----- Provided information

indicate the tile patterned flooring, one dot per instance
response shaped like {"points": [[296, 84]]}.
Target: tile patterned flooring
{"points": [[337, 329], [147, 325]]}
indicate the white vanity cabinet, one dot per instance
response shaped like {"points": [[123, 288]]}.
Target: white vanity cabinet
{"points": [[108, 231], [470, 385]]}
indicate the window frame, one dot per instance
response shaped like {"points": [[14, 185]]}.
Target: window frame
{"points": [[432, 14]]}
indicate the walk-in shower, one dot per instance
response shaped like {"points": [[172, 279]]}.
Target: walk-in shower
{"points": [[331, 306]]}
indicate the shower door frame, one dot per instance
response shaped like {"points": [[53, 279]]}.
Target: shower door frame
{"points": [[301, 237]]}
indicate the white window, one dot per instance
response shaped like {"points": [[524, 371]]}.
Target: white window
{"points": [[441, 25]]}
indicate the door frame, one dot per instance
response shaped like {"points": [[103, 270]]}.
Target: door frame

----------

• Work to complete: Output verbatim every line of the entries from the one containing "indicate the walk-in" up to and including the last line of the entries.

• Response to this exercise:
indicate the walk-in shower, one dot per instance
response shaped like {"points": [[172, 279]]}.
Target: walk-in shower
{"points": [[331, 306]]}
indicate the shower door frame, one dot per instance
response shaped like {"points": [[53, 279]]}.
Target: shower door frame
{"points": [[301, 237]]}
indicate the white window, one dot per instance
response shaped like {"points": [[524, 371]]}.
Target: white window
{"points": [[441, 25]]}
indicate the door frame, one dot per instance
response shaped like {"points": [[103, 270]]}.
Target: door frame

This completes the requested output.